** DATA RECORDS follows **
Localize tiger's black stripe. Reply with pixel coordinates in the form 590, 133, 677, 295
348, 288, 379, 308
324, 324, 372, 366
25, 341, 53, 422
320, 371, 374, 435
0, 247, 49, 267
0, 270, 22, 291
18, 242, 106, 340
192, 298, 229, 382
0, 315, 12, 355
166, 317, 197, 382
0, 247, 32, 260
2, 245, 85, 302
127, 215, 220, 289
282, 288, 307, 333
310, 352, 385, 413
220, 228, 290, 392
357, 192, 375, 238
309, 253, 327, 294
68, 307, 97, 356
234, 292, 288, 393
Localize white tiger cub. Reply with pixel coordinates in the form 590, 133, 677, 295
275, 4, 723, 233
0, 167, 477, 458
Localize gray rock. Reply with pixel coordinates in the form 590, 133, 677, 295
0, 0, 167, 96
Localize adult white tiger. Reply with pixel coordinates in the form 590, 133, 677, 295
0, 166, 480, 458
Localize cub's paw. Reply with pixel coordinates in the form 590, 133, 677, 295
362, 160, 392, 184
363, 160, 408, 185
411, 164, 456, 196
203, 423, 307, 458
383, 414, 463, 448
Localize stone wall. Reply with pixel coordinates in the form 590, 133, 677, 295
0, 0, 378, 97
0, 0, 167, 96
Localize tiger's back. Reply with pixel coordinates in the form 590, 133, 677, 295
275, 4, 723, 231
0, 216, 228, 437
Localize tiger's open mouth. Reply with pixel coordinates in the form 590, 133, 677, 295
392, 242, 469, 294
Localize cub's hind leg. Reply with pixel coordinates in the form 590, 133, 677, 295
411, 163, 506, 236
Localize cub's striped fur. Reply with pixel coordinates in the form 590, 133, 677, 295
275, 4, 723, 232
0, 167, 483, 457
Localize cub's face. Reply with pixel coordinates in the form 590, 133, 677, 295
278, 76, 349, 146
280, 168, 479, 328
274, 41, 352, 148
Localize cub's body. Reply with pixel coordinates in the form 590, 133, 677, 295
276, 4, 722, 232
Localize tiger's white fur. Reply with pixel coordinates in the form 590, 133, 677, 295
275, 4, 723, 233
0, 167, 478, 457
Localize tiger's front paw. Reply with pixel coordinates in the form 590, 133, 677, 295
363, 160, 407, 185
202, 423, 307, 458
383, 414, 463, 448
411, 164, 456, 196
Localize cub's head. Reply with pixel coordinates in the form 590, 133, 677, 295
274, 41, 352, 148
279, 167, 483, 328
** End of DATA RECORDS **
§ **EXERCISE OBJECTIVE**: Give the data back exactly as it stands.

§ **EXERCISE ANSWER**:
Localize tiger's black stripe. Reply with pixel coordinates in the form 590, 133, 677, 295
348, 288, 379, 308
324, 324, 372, 366
25, 341, 53, 422
320, 371, 374, 435
0, 247, 49, 267
0, 270, 22, 291
18, 242, 106, 340
192, 298, 229, 382
0, 315, 12, 355
166, 317, 197, 382
0, 247, 32, 260
2, 245, 85, 302
127, 215, 220, 289
282, 288, 307, 333
310, 352, 385, 413
220, 228, 290, 392
357, 192, 375, 238
309, 253, 327, 294
68, 307, 97, 356
234, 292, 288, 393
Localize white tiger cub. Reply with pixel coordinates in the form 590, 133, 677, 295
275, 4, 723, 233
0, 167, 477, 458
Localize gray rock. Reply with pixel coordinates in the form 590, 133, 677, 295
0, 0, 167, 96
Localize adult white tiger. Reply with pixel coordinates in the form 590, 133, 677, 295
0, 166, 480, 458
Localize cub's paw. Reply with pixel coordinates in the form 590, 133, 677, 295
362, 160, 392, 184
363, 160, 408, 185
411, 164, 456, 196
203, 423, 307, 458
383, 414, 463, 448
Localize stone wall. Reply with pixel coordinates in the form 590, 133, 677, 295
0, 0, 378, 97
0, 0, 167, 96
Localize tiger's back. Reply with pixel coordinates in the form 590, 133, 677, 295
275, 4, 723, 231
0, 216, 228, 437
Localize tiger's open mouth. Reply with pixel coordinates in the form 590, 133, 677, 295
392, 242, 469, 294
Localize cub's hind leg. Reply with pixel coordinates in the form 590, 133, 677, 295
411, 163, 506, 236
Localize cub's striped fur. Reply with pixel coordinates in the form 590, 133, 677, 295
275, 4, 723, 232
0, 167, 483, 457
Localize cub's face. Reply with pixel coordinates in the form 590, 133, 677, 295
278, 76, 349, 146
280, 168, 479, 328
274, 41, 352, 148
Localize cub's body. Reply with pixel coordinates in the form 590, 133, 677, 295
276, 4, 722, 232
Localize tiger's white fur. Reply with pixel coordinates in the form 590, 133, 677, 295
275, 4, 723, 233
0, 167, 478, 457
Localize tiger's front paw. Reply with pixel coordinates in the form 590, 133, 677, 295
363, 160, 407, 185
202, 423, 307, 458
383, 414, 463, 448
411, 164, 456, 196
Localize cub's head. Reply with pixel coordinates in the form 590, 133, 677, 295
274, 41, 352, 148
279, 167, 483, 328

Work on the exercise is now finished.